▸ Your instructions: Please decide whether each statement agrees with the post about Sora. Answer yes or no, and quote the words from the post that settle it. 1. The writer says AI has pushed past the last 10% in at least one domain. 2. The writer expects AI to become useful as a tool for professionals. 3. The writer says a building with a bad foundation can be fixed through patching.

Kait

Sora is sorta neat

OpenAI announced Sora, a new model for text-to-video, and it's ... fine? I guess? I mean, I know why they announced it - it's legitimately really cool you can type something in and a video vaguely approximating your description in really high resolution shows up.

I just don't think it's really all that useful in real-world contexts.

Don't get me wrong, I appreciate their candor in the "whoopsies" segments, but even in the show-off pieces some of the video is weird to just downright bad.

A screenshot of a video of a woman walking, where her thumb is approximately as long as all her other fingersHands are hard! I get it! But there's also quite literally a "bag lady" (a woman who appears to be carrying at least two gigantic purses), and (especially when the camera moves) the main character floats along the ground without actually walking pretty often.

Are these nitpicky things people aren't going to notice on first glance? Maybe. But remember the outrage around Ugly Sonic? People notice small (or large) discrepancies in their popular entertainment, and the brand suffers for it. To say nothing of advertisers! Imagine trying to market your brand-new (well, "new" in car definitions) car without an accurate model of said car in the ad. Or maybe you really want to buy the latest Danover.

An AI-generated commercial of a generic SUV with the word "Danover" as the brand.It seems like all the current AI output has a limit of "close-ish" for things, from self-driving to video to photos to even text generation. It all requires human editing, often significant for any work of reasonable size, to pull it out of the uncanny valley.

"But look how far they've gotten in such little time!" they cry. "Just wait!"

But nobody's managed to push past that last 10% in any domain. It always requires a human touch to get it "right."

Like the fake Land Rover commercial is interesting, except imagine the difficulty of getting it to match your new product (look and name) exactly. You're almost going to have to CGI it in after, at least parts, at which point you've lost much of the benefit.

Unfortunately, "close enough" is good enough for a lot of people who are lazy, cheap or don't care about quality. The software example I'd give is there probably aren't a lot of companies who'd be willing to pay for software consultant services who are just going to use AI instead, but plenty of those people who message you on LinkedIn willing to pay you $200 for a Facebook clone absolutely are going to pay Copilot $20 a month instead.

And yes, there will be those people (especially levels removed from the actual work) who will think they can replace their employees with chatbots, and it might even work for a little bit. But poorly designed systems always have failure points, and once you hit it you're going to wind up having to scrap the whole thing. A building with a bad foundation can't be fixed through patching.

I have a feeling it's the same in other industries. I do think workers will feel the hit, especially on lower-budget products already or where people see an opportunity to cut corners. I also think our standards as a society will be relaxed a little bit in a lot of areas, simply because the mean will regress

But in good news, I think this'll shake out in a few years where people realize AI isn't replacing everything any more than Web3 did, but AI will have more utility as a tool in the toolkit of professionals. It's just gonna take a bit to get there.

The funny thing is a lot of the uncanny stuff makes it look like the model was trained on CGI videos, which might be a corollary to the prophesied problem of AI training on AI outputs. The dalmatian looks and moves CGI af, and the train looks like a bad photoshop insert where they had a video of a train on flat ground and matted over the background with a picture.

▸ Dataset:
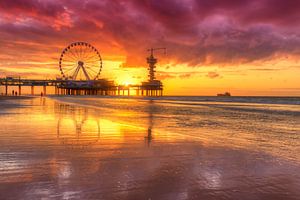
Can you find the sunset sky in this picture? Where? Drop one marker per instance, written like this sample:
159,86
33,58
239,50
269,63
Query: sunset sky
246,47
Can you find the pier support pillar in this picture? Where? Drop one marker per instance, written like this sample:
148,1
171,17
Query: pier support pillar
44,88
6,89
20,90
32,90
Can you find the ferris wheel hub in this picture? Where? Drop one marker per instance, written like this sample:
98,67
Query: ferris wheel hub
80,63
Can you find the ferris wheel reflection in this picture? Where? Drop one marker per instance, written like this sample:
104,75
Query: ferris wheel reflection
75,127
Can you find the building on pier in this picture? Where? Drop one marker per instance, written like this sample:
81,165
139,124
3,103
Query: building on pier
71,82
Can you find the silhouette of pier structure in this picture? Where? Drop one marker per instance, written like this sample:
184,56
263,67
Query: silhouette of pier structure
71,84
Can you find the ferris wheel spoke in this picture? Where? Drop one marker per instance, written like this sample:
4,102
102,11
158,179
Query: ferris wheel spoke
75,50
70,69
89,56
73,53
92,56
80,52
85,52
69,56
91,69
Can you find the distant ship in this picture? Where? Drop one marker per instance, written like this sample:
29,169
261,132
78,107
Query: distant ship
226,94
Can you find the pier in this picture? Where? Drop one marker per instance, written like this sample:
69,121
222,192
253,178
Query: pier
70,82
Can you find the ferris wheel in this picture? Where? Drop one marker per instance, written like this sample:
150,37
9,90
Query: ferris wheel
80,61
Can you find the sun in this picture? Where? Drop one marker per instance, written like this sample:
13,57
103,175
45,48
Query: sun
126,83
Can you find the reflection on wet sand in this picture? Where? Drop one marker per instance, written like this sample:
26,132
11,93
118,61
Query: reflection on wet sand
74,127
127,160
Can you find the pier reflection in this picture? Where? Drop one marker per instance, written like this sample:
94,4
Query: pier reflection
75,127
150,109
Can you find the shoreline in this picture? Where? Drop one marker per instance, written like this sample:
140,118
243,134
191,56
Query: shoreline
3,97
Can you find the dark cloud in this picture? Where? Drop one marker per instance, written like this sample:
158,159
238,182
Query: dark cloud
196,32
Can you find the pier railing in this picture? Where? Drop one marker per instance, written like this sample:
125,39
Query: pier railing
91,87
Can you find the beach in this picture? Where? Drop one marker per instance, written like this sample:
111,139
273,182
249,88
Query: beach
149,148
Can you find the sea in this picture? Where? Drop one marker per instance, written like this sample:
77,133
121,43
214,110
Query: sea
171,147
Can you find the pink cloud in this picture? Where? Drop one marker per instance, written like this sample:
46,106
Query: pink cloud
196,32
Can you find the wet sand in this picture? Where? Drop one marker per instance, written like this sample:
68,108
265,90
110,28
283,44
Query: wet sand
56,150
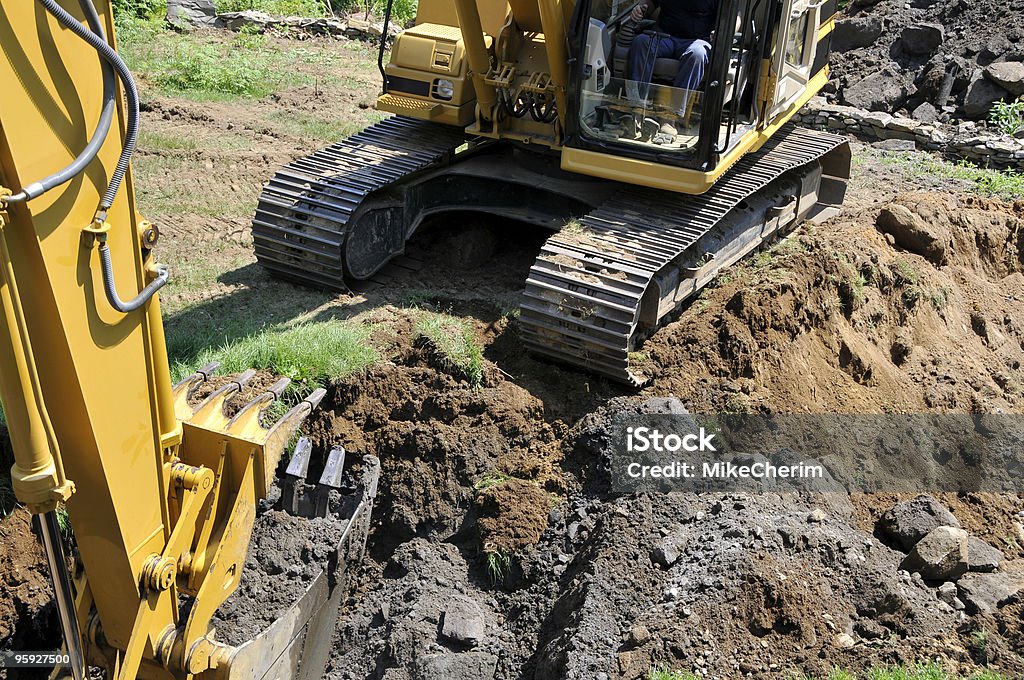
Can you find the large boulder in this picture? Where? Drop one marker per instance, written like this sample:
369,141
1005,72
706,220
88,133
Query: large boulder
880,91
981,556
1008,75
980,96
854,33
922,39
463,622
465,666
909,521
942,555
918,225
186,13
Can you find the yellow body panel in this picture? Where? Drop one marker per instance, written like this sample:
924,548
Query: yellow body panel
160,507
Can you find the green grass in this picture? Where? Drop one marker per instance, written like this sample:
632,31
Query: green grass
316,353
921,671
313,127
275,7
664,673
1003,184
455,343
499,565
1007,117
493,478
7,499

▸ Answer box:
1. No: "But nobody's managed to push past that last 10% in any domain."
2. Yes: "AI will have more utility as a tool in the toolkit of professionals."
3. No: "A building with a bad foundation can't be fixed through patching."